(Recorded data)
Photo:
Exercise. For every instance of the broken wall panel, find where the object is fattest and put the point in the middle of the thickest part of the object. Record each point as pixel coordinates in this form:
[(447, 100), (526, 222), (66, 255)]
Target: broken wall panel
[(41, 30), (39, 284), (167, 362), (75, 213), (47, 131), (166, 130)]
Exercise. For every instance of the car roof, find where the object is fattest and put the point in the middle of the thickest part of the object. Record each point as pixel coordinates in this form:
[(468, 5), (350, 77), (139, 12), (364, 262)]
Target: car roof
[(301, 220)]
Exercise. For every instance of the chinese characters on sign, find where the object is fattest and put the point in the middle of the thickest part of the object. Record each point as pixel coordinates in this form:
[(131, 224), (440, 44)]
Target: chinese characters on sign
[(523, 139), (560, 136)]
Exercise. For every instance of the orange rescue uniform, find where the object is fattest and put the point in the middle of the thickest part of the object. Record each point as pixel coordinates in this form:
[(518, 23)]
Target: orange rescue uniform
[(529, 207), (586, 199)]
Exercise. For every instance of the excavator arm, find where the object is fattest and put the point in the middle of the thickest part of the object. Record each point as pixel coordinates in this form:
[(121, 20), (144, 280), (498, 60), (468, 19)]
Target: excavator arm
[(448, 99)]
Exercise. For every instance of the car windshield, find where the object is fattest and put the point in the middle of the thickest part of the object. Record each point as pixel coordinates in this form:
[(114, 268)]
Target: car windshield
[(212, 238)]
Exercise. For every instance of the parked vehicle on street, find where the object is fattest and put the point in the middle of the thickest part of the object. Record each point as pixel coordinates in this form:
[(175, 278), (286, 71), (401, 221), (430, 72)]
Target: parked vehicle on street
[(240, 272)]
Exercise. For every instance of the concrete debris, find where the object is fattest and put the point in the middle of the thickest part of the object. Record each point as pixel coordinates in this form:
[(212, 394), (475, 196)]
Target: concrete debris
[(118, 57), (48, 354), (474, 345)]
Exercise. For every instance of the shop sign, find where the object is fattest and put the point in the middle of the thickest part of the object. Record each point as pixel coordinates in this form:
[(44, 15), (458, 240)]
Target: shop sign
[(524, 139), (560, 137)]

**WORK INSTRUCTIONS**
Print all of the data above again, word for word, from the first line to the last.

**EXPECTED ANSWER**
Photo:
Exercise. For every instance of the broken wall panel, find where the object is fattest and put the point in the middle of the thickest part of the object. Record each point as pixel coordinates in this form:
[(447, 100), (526, 222), (66, 255)]
Target: broken wall panel
[(41, 30), (39, 284), (167, 362), (75, 213), (47, 131), (166, 130)]
Exercise. For every instance of the car roof, find where the object is fattest and put the point in the middle of the thickest part of the object. Record each point as pixel coordinates in this form:
[(468, 5), (350, 77), (139, 12), (364, 262)]
Target: car roof
[(301, 220)]
Exercise. For every instance of the chinese characters on sign, find where the object is fattest and put the point in the middle of the thickest part of the object. Record each point as pixel coordinates in this form:
[(131, 224), (440, 44)]
Target: chinese characters on sign
[(523, 139), (560, 136)]
Exercise. For every instance of the orange rescue uniform, find where the object is fattest and put the point in the middle of the thickest part of the object. Record each point as pixel coordinates in this form:
[(518, 23)]
Target: orange rescue uniform
[(529, 207), (586, 199)]
Exercise. For every instance of the excavator arm, find where the object is fattest and put the point in the middle of the thickest part of the object. Record each point as pixel coordinates in this form:
[(121, 20), (144, 280), (498, 60), (468, 19)]
Target: excavator arm
[(448, 99)]
Exercise. For every instance of the car windshield, find where the object is fattest and put the point in the middle of the thickest part of the object. Record each point as pixel coordinates in this form:
[(114, 268)]
Target: car windshield
[(212, 238)]
Exercise. For every instance of the parked vehicle on street, find where the object is fattest and put the point in the middle of the thickest part of the object. Record each point as pixel coordinates in this form:
[(175, 278), (286, 71), (401, 221), (430, 72)]
Target: parked vehicle on street
[(240, 272)]
Exercise. For every instance of the concrete debris, find where the object is fattest and put the point in the middle of the thickest part of the object. Record each point as pixel coordinates in this form:
[(212, 394), (475, 196)]
Target: concrete debris
[(118, 57), (48, 354), (474, 345)]
Exercise. For every instance of the shop sign, find where the object is fattest and put the point in the middle of the thickest part of the object. Record each point as pixel coordinates in this form:
[(44, 15), (458, 240)]
Target: shop sign
[(524, 139), (560, 137)]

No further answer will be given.